[GOAL] Reproduce every line of the listing below, requests included, and add -97 to each coordinate in the answer points. Leave the numbers in the requests and their format samples unchanged.

[Dataset rows]
....................

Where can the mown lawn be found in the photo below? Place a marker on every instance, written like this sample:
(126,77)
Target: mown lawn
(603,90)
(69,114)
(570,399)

....................

[EXERCISE ANSWER]
Where can the mown lawn be found in the photo below? Place a marker on every instance, written like this sample:
(126,77)
Target: mown lawn
(506,-7)
(-28,17)
(473,302)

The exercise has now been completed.